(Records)
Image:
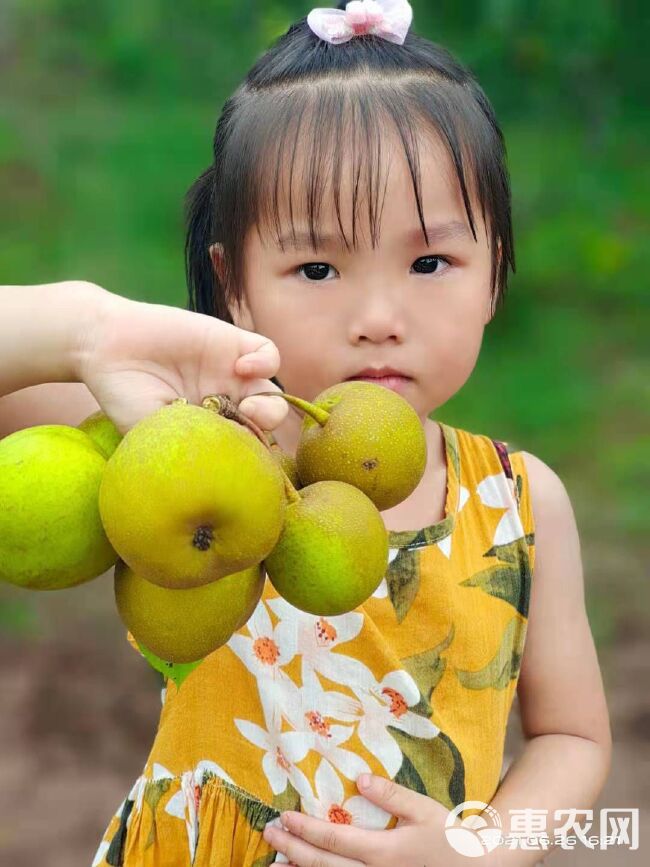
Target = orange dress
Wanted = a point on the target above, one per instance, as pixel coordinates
(416, 685)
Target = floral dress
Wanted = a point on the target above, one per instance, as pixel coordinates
(416, 685)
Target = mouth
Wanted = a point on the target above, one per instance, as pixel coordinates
(388, 377)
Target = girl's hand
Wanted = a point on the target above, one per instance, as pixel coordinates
(137, 357)
(417, 839)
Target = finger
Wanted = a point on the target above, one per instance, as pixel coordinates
(304, 854)
(267, 411)
(347, 840)
(259, 356)
(393, 798)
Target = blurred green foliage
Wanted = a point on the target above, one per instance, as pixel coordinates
(107, 111)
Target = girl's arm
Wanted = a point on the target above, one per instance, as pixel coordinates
(42, 332)
(564, 713)
(131, 357)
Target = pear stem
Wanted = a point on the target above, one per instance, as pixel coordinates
(319, 414)
(223, 405)
(292, 494)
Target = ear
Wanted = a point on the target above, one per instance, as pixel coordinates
(239, 312)
(489, 313)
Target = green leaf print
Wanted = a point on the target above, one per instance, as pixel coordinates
(256, 812)
(407, 776)
(432, 766)
(176, 671)
(511, 581)
(504, 665)
(403, 580)
(426, 669)
(265, 860)
(287, 800)
(153, 792)
(452, 445)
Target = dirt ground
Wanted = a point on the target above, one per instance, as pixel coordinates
(79, 709)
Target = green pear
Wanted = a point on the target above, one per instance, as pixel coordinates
(364, 434)
(286, 461)
(102, 432)
(190, 496)
(333, 550)
(51, 534)
(186, 625)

■ PROMPT ■
Copy the lines of the listing unchanged. Start with the line that contains "Target = ear" and continue through the final line of the listing, including both.

■ TASK SOLUTION ■
Target = ear
Wanted = a point on the target above, one per instance, as pixel coordinates
(239, 312)
(489, 313)
Target = green leaf print
Wanted = a point on the target above, one per instance, as pixel coordinates
(256, 812)
(407, 776)
(432, 766)
(176, 671)
(511, 581)
(504, 665)
(403, 580)
(426, 669)
(265, 860)
(287, 800)
(153, 792)
(452, 445)
Target = dirt ground
Wanted = a point on the target above, one per instance, as pixel coordinates
(79, 709)
Target = green pear
Wanted = a point on the target above, one per instance, as pixel coordinates
(364, 434)
(286, 461)
(102, 432)
(190, 496)
(333, 550)
(51, 534)
(186, 625)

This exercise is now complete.